--- Supplied information ---

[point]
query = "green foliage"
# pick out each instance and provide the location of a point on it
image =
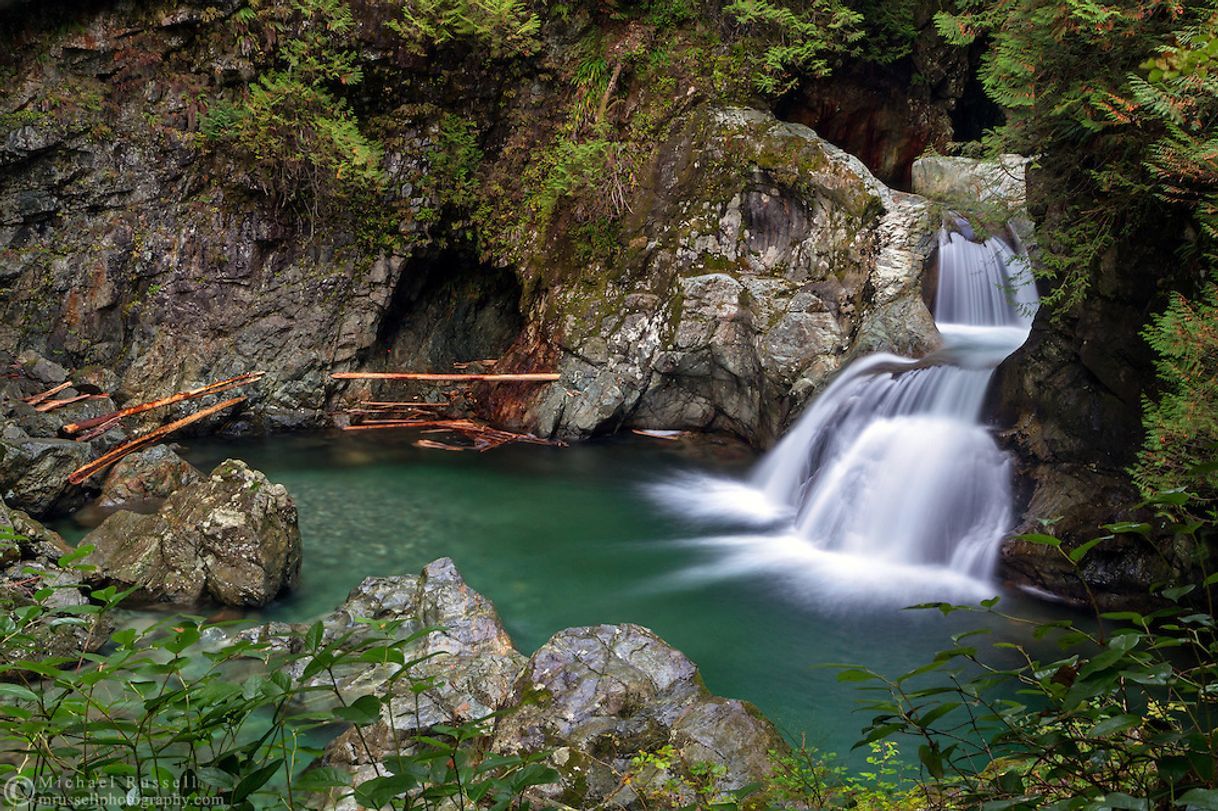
(454, 160)
(297, 145)
(289, 135)
(171, 714)
(1121, 102)
(503, 27)
(805, 778)
(1123, 719)
(1182, 424)
(802, 39)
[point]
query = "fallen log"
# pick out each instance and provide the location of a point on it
(51, 404)
(50, 392)
(547, 376)
(93, 434)
(437, 446)
(102, 462)
(130, 410)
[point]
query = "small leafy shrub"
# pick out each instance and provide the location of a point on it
(597, 171)
(805, 778)
(804, 38)
(1123, 719)
(454, 160)
(290, 136)
(180, 712)
(503, 27)
(299, 146)
(1182, 424)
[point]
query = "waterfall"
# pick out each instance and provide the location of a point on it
(892, 464)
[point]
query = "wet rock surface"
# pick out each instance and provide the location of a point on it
(761, 258)
(143, 480)
(594, 698)
(230, 538)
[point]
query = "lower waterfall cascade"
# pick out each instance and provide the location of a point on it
(892, 465)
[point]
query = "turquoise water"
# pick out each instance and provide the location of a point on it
(562, 537)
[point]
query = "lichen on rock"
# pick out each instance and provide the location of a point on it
(230, 540)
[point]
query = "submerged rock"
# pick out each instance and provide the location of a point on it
(145, 479)
(230, 538)
(594, 698)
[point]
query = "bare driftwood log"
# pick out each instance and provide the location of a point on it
(50, 392)
(130, 410)
(51, 404)
(484, 437)
(447, 378)
(102, 462)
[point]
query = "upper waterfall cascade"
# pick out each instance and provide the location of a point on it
(892, 462)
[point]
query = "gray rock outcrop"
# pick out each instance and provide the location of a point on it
(230, 538)
(594, 698)
(145, 479)
(760, 258)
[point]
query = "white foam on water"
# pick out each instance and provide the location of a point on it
(888, 484)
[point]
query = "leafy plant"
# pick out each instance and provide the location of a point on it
(1182, 423)
(165, 715)
(503, 27)
(292, 139)
(1123, 719)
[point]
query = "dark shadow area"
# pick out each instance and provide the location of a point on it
(875, 113)
(448, 308)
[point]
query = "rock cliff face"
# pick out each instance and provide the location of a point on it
(759, 258)
(755, 255)
(230, 540)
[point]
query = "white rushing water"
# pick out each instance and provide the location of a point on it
(890, 470)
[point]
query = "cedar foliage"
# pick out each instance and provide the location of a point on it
(1121, 101)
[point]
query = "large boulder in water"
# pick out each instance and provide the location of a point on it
(598, 697)
(232, 538)
(599, 700)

---

Check each line above for the string "foliage" and copy those that have it.

- Reply -
query = "green foliage"
query = "cedar foliage"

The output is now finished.